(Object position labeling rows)
- - -
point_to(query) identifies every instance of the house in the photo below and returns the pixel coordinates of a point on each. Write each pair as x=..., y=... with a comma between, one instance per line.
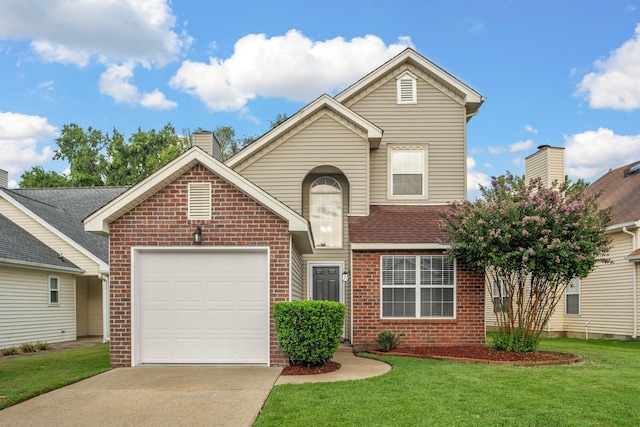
x=341, y=201
x=604, y=304
x=53, y=274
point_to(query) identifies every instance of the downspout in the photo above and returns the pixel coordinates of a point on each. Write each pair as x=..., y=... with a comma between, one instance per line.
x=104, y=278
x=634, y=284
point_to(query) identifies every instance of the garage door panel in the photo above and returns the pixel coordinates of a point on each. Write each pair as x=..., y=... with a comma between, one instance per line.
x=209, y=307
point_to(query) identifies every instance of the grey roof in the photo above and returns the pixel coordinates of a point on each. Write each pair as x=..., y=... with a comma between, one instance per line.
x=19, y=246
x=66, y=208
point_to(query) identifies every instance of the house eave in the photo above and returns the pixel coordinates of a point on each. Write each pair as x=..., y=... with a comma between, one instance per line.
x=40, y=266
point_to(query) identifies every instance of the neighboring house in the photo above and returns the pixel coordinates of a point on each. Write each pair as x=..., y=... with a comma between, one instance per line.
x=604, y=304
x=341, y=202
x=53, y=274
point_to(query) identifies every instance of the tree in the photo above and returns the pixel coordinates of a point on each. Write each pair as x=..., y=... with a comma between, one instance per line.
x=37, y=178
x=530, y=241
x=97, y=159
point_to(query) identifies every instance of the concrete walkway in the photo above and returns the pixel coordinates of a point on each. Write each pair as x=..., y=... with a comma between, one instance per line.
x=173, y=395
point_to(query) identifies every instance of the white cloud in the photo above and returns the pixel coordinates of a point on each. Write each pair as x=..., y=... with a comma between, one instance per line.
x=291, y=66
x=116, y=82
x=590, y=154
x=475, y=178
x=522, y=146
x=616, y=83
x=20, y=136
x=72, y=31
x=157, y=101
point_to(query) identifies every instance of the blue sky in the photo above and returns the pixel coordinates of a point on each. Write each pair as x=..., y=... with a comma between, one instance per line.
x=564, y=73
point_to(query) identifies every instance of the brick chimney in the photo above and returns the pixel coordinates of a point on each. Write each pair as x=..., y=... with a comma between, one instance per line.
x=547, y=164
x=208, y=142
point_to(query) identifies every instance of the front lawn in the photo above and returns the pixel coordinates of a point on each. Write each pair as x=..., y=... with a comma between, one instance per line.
x=25, y=377
x=601, y=391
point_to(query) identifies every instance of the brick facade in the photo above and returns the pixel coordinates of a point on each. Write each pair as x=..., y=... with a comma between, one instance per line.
x=161, y=220
x=466, y=329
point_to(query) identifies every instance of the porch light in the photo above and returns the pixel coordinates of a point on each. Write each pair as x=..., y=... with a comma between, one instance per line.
x=197, y=235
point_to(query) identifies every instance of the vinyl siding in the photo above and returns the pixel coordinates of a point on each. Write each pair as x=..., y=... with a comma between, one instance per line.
x=297, y=275
x=25, y=314
x=48, y=238
x=325, y=141
x=606, y=295
x=437, y=121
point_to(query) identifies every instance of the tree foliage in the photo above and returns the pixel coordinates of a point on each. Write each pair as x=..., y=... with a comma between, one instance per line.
x=530, y=241
x=96, y=158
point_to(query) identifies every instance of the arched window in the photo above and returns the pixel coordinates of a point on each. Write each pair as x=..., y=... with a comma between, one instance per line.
x=325, y=212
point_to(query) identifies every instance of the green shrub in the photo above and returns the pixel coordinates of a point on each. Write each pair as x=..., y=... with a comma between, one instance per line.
x=388, y=340
x=43, y=346
x=516, y=341
x=28, y=348
x=309, y=331
x=11, y=351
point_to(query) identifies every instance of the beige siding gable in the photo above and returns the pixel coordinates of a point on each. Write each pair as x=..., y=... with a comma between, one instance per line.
x=325, y=141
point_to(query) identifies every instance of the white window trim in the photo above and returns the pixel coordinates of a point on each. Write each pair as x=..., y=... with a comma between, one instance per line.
x=341, y=246
x=417, y=287
x=407, y=76
x=49, y=291
x=579, y=293
x=203, y=201
x=425, y=193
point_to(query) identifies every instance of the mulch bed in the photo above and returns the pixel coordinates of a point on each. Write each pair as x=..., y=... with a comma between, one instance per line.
x=302, y=370
x=482, y=354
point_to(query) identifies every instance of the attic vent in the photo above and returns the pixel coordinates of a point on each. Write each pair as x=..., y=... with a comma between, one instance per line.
x=406, y=86
x=199, y=200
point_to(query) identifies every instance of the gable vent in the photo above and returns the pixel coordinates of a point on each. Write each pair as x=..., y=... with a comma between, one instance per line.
x=407, y=92
x=199, y=200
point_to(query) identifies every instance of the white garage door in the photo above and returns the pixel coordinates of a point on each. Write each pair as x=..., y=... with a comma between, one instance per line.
x=202, y=306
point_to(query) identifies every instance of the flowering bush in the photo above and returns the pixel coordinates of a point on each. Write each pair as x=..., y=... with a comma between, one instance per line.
x=531, y=241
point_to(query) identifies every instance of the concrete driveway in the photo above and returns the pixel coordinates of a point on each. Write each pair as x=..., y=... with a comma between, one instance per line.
x=152, y=396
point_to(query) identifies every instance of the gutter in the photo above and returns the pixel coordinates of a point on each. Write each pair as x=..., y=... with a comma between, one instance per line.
x=634, y=284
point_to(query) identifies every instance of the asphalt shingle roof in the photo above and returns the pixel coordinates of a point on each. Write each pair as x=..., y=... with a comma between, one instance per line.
x=17, y=244
x=66, y=208
x=398, y=224
x=621, y=191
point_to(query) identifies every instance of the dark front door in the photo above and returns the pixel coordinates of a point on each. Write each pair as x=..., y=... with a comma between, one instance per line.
x=326, y=283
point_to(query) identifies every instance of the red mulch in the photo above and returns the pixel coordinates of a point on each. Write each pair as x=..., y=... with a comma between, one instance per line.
x=301, y=370
x=482, y=354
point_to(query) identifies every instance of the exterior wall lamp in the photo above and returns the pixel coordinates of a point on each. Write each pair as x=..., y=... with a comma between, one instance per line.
x=197, y=235
x=345, y=276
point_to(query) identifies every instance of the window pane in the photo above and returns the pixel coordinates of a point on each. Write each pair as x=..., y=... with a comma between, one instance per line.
x=325, y=212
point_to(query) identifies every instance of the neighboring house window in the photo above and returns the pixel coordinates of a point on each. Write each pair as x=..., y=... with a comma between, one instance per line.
x=54, y=290
x=407, y=176
x=572, y=297
x=418, y=286
x=325, y=212
x=199, y=200
x=406, y=88
x=500, y=306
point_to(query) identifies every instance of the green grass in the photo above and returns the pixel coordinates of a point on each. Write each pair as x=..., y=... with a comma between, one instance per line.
x=25, y=377
x=604, y=390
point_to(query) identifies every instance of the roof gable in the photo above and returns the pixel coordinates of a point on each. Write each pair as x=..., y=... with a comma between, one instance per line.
x=99, y=221
x=373, y=132
x=472, y=99
x=620, y=191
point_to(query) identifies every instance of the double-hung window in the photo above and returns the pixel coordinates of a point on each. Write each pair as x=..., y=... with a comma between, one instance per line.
x=572, y=297
x=421, y=286
x=54, y=290
x=407, y=172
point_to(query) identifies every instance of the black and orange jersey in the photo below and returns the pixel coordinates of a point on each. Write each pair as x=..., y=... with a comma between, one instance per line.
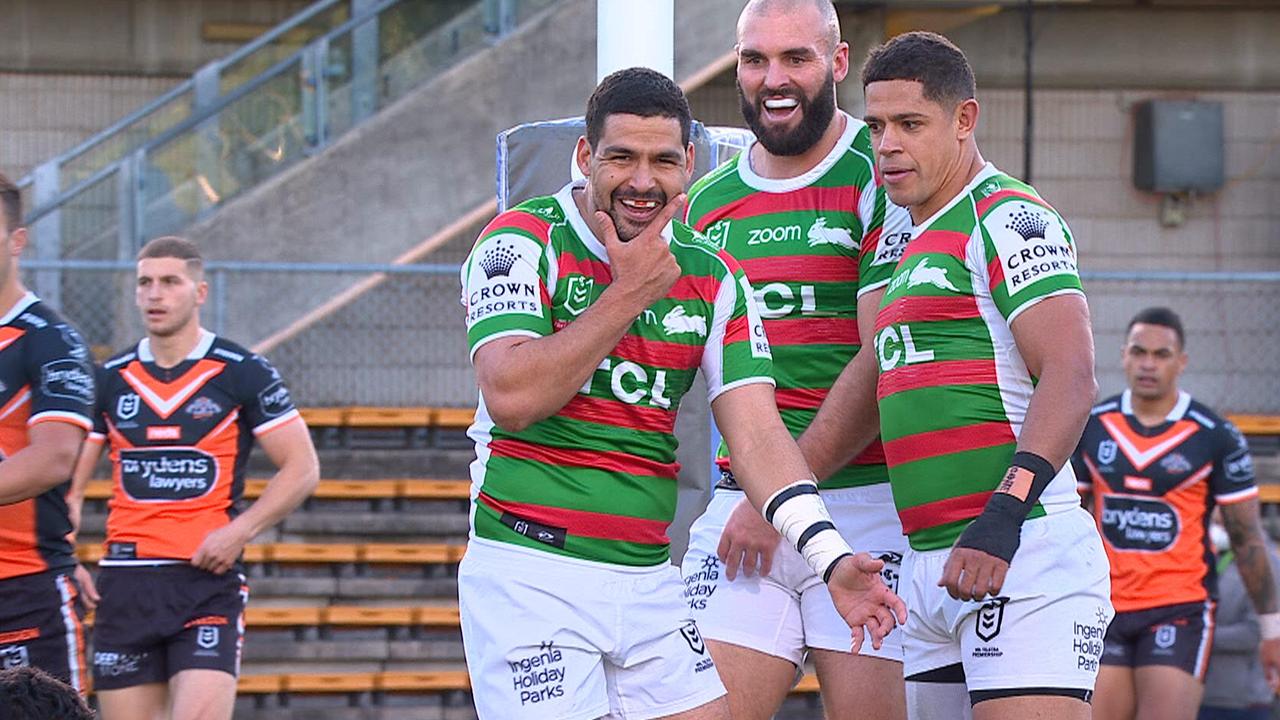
x=1152, y=492
x=179, y=440
x=45, y=376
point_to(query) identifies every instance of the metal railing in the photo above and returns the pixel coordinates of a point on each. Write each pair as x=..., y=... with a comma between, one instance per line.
x=247, y=118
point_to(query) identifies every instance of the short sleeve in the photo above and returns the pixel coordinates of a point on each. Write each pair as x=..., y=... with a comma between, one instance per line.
x=265, y=401
x=1233, y=465
x=60, y=376
x=1031, y=255
x=506, y=287
x=737, y=350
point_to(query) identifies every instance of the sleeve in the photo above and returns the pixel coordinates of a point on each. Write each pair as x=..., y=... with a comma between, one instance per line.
x=265, y=401
x=1233, y=478
x=888, y=228
x=1031, y=255
x=737, y=350
x=60, y=377
x=506, y=281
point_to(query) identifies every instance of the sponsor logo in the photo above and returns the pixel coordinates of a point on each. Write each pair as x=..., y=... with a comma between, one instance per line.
x=274, y=400
x=821, y=235
x=579, y=294
x=164, y=432
x=167, y=474
x=1176, y=464
x=1031, y=244
x=127, y=406
x=1139, y=524
x=14, y=656
x=68, y=379
x=1107, y=451
x=503, y=278
x=204, y=408
x=700, y=586
x=539, y=677
x=677, y=322
x=991, y=618
x=115, y=664
x=689, y=630
x=717, y=233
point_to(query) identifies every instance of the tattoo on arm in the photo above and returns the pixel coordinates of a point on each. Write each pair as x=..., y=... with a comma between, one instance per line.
x=1244, y=528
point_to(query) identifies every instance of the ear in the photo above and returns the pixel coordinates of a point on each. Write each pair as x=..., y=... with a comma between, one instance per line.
x=967, y=118
x=840, y=63
x=18, y=240
x=583, y=156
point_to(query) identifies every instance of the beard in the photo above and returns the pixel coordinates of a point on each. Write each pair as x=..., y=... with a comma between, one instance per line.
x=816, y=114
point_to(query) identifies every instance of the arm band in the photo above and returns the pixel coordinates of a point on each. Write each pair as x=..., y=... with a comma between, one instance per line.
x=999, y=529
x=1269, y=623
x=798, y=513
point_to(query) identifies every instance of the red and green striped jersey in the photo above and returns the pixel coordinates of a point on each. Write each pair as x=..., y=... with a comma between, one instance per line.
x=810, y=245
x=952, y=387
x=597, y=481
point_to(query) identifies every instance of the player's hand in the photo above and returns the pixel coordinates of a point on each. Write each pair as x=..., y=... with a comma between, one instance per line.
x=748, y=542
x=88, y=591
x=864, y=601
x=973, y=574
x=220, y=550
x=643, y=267
x=1269, y=654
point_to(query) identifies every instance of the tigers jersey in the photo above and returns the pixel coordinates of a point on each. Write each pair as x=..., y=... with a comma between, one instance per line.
x=179, y=440
x=1152, y=492
x=810, y=245
x=45, y=376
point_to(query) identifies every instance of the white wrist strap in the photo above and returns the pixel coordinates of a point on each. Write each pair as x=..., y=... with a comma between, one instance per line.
x=798, y=513
x=1270, y=625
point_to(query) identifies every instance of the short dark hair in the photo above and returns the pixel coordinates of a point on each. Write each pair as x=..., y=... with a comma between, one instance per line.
x=927, y=58
x=10, y=201
x=173, y=246
x=1162, y=317
x=636, y=91
x=30, y=693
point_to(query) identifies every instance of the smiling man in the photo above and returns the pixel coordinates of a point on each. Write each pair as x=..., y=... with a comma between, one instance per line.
x=589, y=314
x=1153, y=464
x=986, y=379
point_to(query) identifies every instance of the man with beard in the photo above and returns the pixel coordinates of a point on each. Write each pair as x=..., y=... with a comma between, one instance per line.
x=1153, y=463
x=588, y=315
x=800, y=209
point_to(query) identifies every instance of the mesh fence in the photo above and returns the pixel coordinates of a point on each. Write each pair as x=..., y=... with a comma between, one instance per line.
x=396, y=337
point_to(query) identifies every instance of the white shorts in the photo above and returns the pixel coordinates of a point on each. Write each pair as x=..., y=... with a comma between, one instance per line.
x=557, y=638
x=790, y=610
x=1046, y=628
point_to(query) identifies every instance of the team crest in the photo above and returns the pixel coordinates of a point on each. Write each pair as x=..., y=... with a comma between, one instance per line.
x=127, y=406
x=1107, y=451
x=991, y=616
x=204, y=408
x=579, y=294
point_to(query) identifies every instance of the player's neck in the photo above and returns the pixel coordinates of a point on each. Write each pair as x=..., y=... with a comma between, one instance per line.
x=172, y=349
x=784, y=167
x=1152, y=411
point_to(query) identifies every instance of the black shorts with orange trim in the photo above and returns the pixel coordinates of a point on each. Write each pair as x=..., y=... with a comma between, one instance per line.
x=155, y=621
x=42, y=625
x=1178, y=636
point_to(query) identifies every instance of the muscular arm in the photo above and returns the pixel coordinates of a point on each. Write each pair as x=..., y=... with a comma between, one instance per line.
x=1055, y=341
x=1244, y=527
x=46, y=461
x=849, y=418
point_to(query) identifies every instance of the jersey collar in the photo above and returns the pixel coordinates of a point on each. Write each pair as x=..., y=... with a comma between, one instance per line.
x=206, y=341
x=579, y=223
x=1184, y=402
x=18, y=308
x=754, y=181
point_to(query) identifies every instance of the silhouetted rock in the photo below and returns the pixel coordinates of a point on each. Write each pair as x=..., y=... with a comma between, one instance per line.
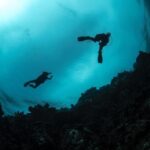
- - -
* **TASK OBJECTIVE**
Turn the lines starting with the one that contains "point_to(query) identifies every instance of the white garage" and going on through the one that contains "x=152, y=396" into a JSON list of strings, one string per line and no blank lines.

* **EXERCISE ANSWER**
[
  "point_to(query) identifies every instance of the white garage door in the photo above and returns the pixel coordinates of a point on each. Write each pair as x=..., y=... with a comma between, one instance per line.",
  "x=202, y=306",
  "point_to(query) identifies every instance of the flowering bush in the photo above and returns the pixel coordinates of a point on each. Write each pair as x=..., y=... with a comma between, one instance per line.",
  "x=531, y=241",
  "point_to(query) identifies every instance of the concrete driveway in the photo above and returns the pixel coordinates of a point on each. Write each pair as x=..., y=... with a comma between, one instance per line.",
  "x=152, y=396"
]